Exercise brief » Collect each line of the records containing the string "gravel".

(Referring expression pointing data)
# # # #

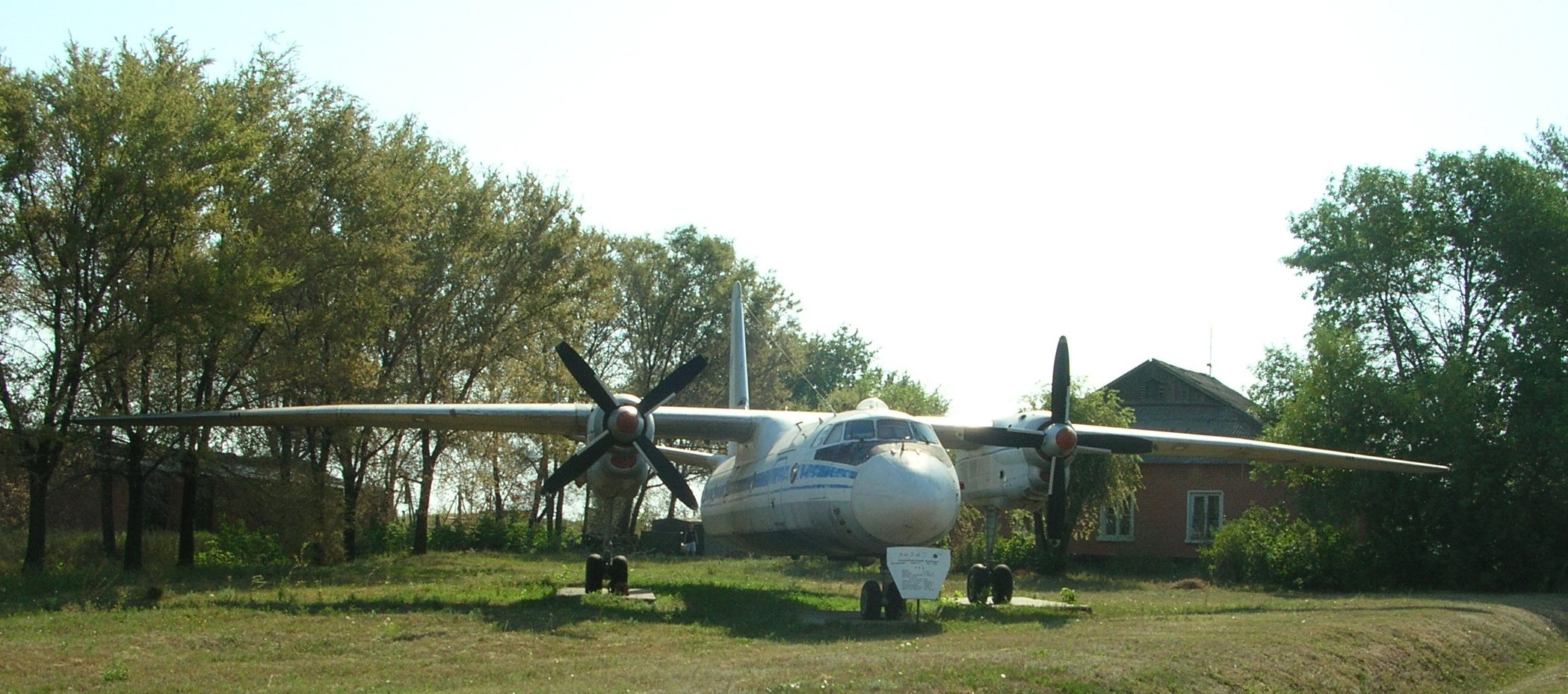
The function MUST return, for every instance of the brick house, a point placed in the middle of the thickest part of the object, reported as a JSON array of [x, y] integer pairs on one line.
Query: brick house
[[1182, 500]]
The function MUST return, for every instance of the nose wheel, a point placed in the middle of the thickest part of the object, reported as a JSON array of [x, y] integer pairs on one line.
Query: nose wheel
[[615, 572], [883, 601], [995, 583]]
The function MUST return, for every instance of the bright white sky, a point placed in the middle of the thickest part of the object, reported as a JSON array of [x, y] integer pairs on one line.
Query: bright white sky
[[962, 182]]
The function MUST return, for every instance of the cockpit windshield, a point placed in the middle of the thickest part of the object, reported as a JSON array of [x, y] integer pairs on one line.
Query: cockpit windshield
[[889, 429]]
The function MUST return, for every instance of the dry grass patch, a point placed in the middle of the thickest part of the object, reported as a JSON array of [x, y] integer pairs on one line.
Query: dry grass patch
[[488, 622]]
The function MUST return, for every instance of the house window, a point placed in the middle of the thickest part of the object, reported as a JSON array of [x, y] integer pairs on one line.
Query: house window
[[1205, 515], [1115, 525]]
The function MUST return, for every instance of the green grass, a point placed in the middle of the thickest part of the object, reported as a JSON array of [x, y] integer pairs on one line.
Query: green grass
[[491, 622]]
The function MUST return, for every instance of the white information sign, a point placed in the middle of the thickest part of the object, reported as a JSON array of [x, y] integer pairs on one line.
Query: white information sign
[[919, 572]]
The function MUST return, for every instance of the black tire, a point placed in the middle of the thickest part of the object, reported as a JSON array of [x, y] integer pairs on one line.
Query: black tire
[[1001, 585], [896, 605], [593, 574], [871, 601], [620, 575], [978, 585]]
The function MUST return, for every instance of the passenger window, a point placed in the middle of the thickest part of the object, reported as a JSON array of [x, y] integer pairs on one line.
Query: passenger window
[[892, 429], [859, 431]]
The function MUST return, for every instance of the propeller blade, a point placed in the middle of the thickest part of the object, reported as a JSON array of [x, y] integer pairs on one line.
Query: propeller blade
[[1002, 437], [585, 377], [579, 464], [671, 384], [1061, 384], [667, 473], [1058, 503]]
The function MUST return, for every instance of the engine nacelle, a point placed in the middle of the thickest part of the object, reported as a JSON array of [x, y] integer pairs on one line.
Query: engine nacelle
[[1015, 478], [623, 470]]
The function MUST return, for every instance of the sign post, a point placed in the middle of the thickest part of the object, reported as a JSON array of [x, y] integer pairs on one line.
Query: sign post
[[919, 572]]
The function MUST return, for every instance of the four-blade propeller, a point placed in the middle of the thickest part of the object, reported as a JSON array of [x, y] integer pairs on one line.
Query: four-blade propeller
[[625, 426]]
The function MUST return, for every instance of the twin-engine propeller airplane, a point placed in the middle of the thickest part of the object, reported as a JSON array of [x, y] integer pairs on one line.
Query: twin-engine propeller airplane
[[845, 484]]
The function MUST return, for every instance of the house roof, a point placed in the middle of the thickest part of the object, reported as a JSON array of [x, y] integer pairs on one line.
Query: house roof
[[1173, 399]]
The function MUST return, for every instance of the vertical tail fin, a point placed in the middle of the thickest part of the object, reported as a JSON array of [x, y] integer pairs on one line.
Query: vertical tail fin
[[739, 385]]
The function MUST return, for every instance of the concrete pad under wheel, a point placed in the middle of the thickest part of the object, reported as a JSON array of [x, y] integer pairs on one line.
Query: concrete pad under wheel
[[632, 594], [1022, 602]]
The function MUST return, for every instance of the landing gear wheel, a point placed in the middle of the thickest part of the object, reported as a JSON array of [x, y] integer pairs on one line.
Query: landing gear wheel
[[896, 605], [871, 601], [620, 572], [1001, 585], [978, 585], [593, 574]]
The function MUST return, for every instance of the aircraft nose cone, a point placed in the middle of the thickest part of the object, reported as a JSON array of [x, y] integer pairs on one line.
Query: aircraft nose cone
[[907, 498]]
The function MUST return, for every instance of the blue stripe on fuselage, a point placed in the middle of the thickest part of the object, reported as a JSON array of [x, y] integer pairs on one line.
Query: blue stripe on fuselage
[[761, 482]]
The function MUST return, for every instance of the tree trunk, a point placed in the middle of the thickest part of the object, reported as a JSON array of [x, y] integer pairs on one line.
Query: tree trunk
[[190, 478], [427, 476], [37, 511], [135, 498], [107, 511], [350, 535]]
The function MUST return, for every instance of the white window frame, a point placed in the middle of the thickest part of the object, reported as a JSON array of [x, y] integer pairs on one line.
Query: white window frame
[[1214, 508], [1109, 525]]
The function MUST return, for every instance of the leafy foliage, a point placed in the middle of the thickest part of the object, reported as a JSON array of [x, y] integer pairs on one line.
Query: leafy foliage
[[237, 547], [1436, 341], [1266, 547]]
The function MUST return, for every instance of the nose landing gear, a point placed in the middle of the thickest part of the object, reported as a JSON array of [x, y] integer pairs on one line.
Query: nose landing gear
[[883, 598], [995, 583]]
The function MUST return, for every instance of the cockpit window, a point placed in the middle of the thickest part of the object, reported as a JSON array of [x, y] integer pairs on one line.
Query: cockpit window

# # # #

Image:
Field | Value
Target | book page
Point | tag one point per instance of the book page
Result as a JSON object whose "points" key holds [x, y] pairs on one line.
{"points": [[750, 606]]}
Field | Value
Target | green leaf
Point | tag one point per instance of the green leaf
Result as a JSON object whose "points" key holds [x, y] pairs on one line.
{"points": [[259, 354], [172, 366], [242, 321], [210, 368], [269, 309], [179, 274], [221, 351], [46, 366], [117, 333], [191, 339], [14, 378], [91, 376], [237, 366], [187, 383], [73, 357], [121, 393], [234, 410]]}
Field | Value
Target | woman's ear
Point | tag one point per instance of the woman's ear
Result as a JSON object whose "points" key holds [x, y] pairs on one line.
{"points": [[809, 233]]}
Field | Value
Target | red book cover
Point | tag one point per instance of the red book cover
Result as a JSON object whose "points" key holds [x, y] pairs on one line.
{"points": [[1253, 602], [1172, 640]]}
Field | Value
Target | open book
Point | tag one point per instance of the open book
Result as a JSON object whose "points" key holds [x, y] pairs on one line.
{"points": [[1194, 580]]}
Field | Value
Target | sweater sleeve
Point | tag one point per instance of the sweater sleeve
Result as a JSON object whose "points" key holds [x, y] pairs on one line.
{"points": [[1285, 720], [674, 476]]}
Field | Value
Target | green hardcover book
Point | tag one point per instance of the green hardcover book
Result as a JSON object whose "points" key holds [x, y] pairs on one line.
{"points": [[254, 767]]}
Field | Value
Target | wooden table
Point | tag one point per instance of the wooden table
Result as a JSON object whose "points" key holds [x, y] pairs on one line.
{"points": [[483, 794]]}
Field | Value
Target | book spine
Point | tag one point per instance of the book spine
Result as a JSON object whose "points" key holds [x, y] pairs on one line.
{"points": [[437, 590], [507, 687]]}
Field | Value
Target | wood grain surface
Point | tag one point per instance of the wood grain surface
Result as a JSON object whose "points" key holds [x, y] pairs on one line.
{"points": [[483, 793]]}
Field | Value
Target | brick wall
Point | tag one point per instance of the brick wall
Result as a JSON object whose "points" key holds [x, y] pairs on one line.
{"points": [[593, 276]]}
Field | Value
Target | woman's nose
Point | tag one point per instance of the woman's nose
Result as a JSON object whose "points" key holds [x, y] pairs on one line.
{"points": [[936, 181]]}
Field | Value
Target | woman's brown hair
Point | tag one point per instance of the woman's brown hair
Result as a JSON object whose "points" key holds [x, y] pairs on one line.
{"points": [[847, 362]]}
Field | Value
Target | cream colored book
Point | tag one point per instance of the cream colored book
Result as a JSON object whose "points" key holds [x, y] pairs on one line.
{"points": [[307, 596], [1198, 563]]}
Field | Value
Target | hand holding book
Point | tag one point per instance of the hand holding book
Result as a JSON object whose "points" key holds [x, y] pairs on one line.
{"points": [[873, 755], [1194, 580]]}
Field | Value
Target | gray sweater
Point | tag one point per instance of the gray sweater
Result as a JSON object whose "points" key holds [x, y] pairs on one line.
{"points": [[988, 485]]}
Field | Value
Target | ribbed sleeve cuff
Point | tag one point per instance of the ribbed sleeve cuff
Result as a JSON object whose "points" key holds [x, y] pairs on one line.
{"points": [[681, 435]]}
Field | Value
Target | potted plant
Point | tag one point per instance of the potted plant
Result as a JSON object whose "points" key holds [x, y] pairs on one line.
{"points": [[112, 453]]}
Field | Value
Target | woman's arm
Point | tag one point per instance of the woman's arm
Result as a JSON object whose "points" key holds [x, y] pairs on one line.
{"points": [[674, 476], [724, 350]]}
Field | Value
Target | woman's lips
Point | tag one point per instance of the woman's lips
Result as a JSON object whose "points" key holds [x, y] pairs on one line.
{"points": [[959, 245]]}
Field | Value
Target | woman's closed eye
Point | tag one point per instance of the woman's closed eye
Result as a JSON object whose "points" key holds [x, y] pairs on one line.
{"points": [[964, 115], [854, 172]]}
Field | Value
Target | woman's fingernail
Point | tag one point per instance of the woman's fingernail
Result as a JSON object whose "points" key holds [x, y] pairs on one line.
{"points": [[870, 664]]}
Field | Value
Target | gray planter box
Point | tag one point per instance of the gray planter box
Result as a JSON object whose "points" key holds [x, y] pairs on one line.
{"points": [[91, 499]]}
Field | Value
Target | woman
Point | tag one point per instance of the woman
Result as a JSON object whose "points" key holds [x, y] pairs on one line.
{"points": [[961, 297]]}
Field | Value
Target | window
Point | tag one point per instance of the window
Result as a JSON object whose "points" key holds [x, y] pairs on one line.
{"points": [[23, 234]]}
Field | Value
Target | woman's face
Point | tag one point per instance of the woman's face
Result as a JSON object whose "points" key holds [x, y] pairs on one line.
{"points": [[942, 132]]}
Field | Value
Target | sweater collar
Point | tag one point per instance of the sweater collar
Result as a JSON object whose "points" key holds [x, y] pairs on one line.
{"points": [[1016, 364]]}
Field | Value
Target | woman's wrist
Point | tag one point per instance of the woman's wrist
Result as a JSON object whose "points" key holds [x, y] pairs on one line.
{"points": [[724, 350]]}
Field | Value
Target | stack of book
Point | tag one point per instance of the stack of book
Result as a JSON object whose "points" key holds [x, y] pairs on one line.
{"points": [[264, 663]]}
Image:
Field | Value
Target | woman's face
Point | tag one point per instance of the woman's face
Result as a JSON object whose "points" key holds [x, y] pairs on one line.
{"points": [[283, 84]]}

# # # #

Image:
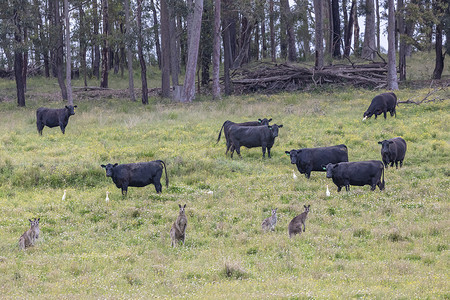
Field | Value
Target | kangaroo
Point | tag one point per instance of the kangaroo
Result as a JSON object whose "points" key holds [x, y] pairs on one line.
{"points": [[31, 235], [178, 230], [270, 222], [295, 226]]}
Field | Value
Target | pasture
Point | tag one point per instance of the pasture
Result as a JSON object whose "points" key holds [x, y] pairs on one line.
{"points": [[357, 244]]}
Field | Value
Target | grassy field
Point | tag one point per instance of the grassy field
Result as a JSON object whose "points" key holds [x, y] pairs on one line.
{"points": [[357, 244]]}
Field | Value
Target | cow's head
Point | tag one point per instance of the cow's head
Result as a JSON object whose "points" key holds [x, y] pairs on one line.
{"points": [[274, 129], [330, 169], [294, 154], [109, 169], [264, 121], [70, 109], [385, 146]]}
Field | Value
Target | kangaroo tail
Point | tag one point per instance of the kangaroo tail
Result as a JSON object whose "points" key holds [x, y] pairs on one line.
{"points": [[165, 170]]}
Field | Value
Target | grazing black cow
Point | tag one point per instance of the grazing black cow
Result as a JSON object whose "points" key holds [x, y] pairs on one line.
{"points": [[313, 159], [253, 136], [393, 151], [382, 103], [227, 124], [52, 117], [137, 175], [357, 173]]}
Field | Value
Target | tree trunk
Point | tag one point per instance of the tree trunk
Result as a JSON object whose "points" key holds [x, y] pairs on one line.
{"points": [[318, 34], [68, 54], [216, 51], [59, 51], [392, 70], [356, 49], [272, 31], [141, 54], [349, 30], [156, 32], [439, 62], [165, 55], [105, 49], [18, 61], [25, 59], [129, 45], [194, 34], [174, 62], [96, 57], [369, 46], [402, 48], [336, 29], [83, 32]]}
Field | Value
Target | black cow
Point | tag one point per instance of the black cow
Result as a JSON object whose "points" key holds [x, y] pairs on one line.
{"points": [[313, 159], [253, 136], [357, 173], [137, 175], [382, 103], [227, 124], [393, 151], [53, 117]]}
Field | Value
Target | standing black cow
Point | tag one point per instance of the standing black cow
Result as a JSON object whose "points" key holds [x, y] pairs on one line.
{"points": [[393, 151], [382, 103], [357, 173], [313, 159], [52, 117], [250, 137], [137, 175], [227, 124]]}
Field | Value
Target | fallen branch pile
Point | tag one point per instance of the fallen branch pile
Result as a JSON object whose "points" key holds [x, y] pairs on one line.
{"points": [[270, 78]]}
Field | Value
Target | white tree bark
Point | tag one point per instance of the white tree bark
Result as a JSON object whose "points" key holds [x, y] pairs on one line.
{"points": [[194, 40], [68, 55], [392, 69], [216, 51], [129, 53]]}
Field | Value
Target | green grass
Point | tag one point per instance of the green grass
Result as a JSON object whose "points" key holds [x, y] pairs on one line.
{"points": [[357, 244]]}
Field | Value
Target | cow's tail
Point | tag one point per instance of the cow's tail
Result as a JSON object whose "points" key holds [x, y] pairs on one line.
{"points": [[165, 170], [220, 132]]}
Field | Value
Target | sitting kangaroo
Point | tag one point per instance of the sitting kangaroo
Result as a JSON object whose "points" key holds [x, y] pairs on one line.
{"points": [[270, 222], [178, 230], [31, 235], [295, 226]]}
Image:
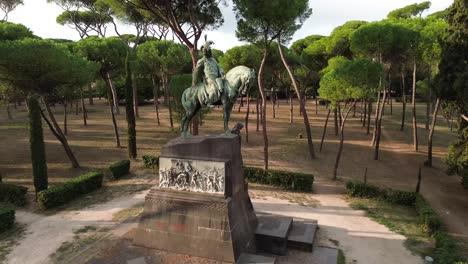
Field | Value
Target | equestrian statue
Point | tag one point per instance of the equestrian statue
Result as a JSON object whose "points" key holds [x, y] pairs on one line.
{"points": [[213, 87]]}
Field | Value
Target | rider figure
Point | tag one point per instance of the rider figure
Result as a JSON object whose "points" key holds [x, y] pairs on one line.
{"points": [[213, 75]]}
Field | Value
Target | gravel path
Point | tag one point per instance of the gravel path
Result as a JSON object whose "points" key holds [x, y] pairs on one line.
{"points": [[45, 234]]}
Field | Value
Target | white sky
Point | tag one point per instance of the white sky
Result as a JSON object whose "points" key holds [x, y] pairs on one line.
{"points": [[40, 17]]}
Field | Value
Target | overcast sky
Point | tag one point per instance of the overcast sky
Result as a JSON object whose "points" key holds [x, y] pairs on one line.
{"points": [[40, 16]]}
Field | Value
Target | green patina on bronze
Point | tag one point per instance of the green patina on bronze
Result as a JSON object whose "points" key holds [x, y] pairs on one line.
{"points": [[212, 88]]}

# # # #

Answer for the task »
Target | gravel path
Point | tag one point per instance of the gravel path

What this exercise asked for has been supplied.